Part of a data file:
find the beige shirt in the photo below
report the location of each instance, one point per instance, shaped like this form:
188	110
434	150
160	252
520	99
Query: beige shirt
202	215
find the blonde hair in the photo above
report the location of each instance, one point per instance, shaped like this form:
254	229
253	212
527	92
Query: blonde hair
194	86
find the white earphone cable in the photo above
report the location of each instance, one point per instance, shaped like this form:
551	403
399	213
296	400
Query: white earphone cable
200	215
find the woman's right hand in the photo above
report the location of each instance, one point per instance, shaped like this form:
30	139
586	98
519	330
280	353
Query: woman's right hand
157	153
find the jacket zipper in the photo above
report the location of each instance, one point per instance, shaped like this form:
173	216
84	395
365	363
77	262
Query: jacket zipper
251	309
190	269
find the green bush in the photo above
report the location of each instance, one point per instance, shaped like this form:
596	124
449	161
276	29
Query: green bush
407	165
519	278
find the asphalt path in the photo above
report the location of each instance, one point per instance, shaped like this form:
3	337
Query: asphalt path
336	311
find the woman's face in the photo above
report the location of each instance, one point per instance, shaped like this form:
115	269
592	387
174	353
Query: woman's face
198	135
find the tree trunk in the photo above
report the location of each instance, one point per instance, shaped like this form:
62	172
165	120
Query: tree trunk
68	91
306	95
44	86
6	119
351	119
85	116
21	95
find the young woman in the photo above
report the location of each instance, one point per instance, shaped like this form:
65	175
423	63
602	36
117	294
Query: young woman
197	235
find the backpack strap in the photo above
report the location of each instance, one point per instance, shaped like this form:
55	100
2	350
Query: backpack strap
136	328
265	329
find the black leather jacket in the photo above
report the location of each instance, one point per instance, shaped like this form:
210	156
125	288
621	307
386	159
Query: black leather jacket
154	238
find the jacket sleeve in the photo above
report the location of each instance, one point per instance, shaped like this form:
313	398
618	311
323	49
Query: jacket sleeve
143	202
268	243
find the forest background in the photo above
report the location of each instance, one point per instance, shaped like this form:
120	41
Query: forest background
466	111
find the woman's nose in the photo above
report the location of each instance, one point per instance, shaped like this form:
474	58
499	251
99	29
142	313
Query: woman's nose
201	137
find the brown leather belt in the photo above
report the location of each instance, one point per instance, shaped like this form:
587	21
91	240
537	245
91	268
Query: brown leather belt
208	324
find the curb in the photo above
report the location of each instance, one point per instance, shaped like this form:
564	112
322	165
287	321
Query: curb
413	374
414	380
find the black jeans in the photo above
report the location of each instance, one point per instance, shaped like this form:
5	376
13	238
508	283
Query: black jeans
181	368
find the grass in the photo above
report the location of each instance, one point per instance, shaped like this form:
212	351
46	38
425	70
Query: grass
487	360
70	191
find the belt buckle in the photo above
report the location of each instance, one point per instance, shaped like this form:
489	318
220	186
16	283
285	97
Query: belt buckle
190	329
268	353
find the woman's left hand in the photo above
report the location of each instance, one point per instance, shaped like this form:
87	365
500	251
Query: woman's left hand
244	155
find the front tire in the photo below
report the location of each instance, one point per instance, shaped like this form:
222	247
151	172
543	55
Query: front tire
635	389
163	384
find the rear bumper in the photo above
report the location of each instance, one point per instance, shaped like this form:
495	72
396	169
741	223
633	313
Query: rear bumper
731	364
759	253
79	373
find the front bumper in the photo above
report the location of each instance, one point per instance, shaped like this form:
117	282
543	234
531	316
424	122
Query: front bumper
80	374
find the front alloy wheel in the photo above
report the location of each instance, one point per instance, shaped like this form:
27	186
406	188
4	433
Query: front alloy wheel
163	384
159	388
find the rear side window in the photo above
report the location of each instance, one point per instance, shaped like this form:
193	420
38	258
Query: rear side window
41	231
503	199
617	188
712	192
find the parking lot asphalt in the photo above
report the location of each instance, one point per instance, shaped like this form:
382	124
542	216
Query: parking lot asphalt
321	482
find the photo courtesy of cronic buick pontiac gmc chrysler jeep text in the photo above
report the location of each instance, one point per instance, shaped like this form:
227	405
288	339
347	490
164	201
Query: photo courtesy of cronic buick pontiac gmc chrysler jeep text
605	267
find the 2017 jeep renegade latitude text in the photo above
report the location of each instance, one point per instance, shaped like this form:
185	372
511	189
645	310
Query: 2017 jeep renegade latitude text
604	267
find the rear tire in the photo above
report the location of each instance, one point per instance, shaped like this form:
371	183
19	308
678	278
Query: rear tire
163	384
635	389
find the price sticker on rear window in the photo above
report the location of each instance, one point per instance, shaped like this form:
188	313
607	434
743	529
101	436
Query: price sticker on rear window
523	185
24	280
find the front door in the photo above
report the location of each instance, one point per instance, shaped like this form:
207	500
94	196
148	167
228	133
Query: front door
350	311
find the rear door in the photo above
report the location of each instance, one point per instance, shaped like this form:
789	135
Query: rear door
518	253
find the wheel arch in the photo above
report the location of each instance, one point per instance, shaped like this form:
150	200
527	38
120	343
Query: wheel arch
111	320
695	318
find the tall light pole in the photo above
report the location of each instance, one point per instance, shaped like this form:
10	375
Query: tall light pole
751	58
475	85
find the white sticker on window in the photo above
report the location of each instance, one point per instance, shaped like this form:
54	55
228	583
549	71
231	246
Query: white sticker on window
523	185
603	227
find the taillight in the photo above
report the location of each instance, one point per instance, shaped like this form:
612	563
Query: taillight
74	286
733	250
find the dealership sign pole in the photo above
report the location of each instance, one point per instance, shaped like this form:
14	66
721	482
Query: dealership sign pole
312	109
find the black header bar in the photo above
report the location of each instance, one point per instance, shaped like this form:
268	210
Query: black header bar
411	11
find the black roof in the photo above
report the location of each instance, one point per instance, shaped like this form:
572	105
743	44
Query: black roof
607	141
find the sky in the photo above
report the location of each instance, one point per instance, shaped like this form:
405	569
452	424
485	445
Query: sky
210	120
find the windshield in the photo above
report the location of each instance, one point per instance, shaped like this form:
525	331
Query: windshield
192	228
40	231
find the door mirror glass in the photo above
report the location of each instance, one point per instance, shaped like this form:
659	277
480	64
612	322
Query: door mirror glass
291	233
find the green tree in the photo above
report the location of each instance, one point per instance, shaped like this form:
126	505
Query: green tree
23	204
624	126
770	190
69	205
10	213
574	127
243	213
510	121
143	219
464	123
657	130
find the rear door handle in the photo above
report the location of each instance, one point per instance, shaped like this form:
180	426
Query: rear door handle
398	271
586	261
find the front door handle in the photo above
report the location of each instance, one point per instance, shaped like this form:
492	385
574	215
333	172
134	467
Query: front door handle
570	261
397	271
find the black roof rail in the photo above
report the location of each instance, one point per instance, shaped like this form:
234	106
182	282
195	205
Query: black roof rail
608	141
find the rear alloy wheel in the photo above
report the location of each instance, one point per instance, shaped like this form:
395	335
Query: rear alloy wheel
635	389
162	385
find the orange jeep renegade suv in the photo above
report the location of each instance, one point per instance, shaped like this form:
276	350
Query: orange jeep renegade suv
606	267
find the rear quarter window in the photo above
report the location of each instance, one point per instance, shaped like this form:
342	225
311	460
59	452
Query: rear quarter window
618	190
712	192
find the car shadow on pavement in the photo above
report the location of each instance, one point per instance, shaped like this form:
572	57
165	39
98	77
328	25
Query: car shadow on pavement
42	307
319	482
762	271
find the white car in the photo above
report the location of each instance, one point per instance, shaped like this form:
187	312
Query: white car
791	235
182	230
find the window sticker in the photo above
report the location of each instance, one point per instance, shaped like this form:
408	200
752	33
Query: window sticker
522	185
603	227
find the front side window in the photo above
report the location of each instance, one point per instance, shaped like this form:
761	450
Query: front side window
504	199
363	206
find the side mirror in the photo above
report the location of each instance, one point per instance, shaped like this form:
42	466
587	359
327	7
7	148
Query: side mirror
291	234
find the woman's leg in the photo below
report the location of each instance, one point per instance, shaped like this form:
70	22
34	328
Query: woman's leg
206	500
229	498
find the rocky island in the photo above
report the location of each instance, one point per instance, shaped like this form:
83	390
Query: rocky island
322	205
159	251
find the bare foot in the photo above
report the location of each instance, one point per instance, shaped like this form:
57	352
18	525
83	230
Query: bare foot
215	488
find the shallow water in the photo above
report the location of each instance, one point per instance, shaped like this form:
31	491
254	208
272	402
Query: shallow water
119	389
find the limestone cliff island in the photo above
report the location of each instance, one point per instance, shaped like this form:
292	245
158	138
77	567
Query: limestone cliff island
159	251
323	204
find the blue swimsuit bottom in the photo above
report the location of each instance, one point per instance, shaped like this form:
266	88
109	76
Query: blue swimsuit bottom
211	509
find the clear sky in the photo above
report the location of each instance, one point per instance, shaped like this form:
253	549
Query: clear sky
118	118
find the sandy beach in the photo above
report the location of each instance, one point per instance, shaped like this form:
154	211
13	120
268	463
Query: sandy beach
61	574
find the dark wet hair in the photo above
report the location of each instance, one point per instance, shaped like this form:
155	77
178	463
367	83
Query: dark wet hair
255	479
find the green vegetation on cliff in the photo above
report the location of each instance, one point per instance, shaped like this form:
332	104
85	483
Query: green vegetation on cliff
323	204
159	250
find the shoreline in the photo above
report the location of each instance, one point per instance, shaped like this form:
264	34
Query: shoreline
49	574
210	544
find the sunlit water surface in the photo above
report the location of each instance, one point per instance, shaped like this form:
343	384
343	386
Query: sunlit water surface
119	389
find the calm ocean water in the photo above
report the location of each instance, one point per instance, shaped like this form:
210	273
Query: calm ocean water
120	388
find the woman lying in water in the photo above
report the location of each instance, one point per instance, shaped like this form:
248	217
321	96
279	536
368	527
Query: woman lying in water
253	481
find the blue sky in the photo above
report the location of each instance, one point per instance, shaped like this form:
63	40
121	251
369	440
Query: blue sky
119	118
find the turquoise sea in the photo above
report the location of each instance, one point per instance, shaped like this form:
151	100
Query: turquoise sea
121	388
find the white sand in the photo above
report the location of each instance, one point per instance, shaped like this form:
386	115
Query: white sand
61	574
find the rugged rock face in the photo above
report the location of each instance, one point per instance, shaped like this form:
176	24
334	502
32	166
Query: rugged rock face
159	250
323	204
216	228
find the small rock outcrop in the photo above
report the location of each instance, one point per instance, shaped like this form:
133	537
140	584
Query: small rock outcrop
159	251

### What to work on
Copy exactly the line containing "find the sandy beach in the photo above" and every line after it, ending with the last line of the records above.

### Solution for this task
find the sandy beach in the photo above
report the location of each instance, one point per instance, shaped like this form:
154	211
13	120
268	463
Query: sandy beach
61	574
find the dark wet hair in the photo above
report the location of each instance, one point per instance, shaped like this form:
155	77
178	463
367	83
Query: dark wet hair
255	479
find the green vegetation on cliff in the photo above
report the location of each instance, one point per instance, shaped like this form:
332	104
85	483
Query: green vegetation on cliff
323	204
159	250
find the shoreline in the photo above
report the location of each instance, one point per instance, shaped like this form:
264	34
Query: shoreline
49	574
210	544
find the sunlit water surface in the photo above
report the location of each instance, one point per instance, shaped like this form:
343	384
343	386
Query: sunlit water surface
119	389
find the calm ocean water in the photo above
report the location of each instance, one point per instance, shaped like this form:
210	273
Query: calm ocean water
120	388
find the woman lying in water in the photo above
report the location of each instance, one point per instance, shaped like this form:
248	217
321	96
279	536
368	527
Query: woman lying in water
253	481
find the blue sky in the photo above
report the location of each instance, one point per instance, shaped like this form:
63	40
121	251
369	440
Query: blue sky
119	118
find the turquoise sea in the photo above
report the location of each instance, one point per instance, shaped like this form:
151	100
Query: turquoise sea
121	388
find the white sand in the photo above
report the location of each instance, one point per instance, shaped like this form:
386	115
Query: white sand
61	574
find the rugged rock face in the photo above
report the location of each instance, one point per instance, shaped like this form:
176	24
334	502
32	166
Query: rugged rock face
159	250
323	204
216	228
find the small rock outcrop in the photo above
report the location of each instance, one point per instance, shaped like this form:
133	537
140	584
Query: small rock outcrop
159	251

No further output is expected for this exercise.